RAW DATA →
□ □ □ □ □ □ □
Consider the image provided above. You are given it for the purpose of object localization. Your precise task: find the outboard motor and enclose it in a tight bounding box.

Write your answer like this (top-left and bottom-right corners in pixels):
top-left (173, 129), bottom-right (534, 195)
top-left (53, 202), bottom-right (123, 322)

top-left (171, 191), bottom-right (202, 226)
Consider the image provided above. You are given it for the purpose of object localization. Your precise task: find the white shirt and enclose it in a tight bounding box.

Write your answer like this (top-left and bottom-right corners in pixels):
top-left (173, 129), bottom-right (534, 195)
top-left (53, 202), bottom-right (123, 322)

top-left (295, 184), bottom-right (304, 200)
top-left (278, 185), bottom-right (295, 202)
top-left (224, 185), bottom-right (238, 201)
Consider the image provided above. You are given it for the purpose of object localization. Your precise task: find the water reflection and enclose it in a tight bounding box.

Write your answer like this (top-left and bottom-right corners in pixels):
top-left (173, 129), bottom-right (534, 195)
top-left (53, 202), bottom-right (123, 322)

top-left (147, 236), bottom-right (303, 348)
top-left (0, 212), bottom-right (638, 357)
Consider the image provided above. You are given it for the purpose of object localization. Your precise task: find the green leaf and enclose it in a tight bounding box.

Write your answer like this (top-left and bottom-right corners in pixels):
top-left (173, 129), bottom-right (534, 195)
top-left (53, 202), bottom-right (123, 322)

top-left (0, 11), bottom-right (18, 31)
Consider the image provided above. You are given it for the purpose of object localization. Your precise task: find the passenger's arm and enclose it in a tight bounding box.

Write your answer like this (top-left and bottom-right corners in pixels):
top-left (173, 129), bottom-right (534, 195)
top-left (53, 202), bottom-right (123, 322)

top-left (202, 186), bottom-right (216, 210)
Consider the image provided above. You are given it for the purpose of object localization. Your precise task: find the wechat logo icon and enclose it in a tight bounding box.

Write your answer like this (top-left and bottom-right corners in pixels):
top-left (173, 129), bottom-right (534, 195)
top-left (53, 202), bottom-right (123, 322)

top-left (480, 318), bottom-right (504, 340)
□ □ □ □ □ □ □
EXERCISE AIM → Could you copy all of the entries above word for word, changing nothing?

RESULT →
Consider the image provided above. You are given it for the purpose of object localization. Your precise task: find the outboard motor and enclose it in a tight bounding box.

Write your answer like this (top-left and bottom-right corners in pixels):
top-left (173, 129), bottom-right (534, 195)
top-left (53, 202), bottom-right (123, 322)

top-left (171, 191), bottom-right (202, 226)
Consider the image provided above. You are given it for the purpose of object localization. Your precise task: find the white shirt and enclose it in a tight bounding box.

Write your answer like this (top-left and bottom-right corners in pixels):
top-left (173, 129), bottom-right (534, 195)
top-left (53, 202), bottom-right (123, 322)

top-left (295, 184), bottom-right (304, 200)
top-left (278, 185), bottom-right (295, 202)
top-left (224, 185), bottom-right (238, 201)
Consider the image provided above. You are given it for the purpose of object localization. Your precise task: find the water reflection and enclose it in a tight bounding box.

Write your answer like this (top-left and bottom-right corners in pixels):
top-left (173, 129), bottom-right (534, 195)
top-left (53, 202), bottom-right (123, 322)

top-left (147, 236), bottom-right (303, 348)
top-left (0, 212), bottom-right (638, 357)
Consider the image provided above. You are given it for the purpose of object localization. Your precise task: find the green leaf and enclose it in a tight bounding box.

Write your answer like this (top-left and bottom-right corners in pixels):
top-left (173, 129), bottom-right (534, 195)
top-left (53, 202), bottom-right (123, 322)

top-left (0, 11), bottom-right (18, 31)
Consider the image provided above. You are given it for the purpose of object localization. Your precise task: find the passenger's arm and enclose it in a tight bounding box.

Write your answer like this (top-left and bottom-right corners in pixels):
top-left (173, 129), bottom-right (534, 195)
top-left (53, 202), bottom-right (123, 322)

top-left (202, 186), bottom-right (216, 210)
Consider the image provided above. You are given it for the purpose of object localization. Your precise task: find the wechat logo icon and enclose it in a tight bounding box.

Write your answer like this (top-left and bottom-right corners in pixels):
top-left (173, 129), bottom-right (534, 195)
top-left (53, 202), bottom-right (123, 322)

top-left (480, 318), bottom-right (504, 340)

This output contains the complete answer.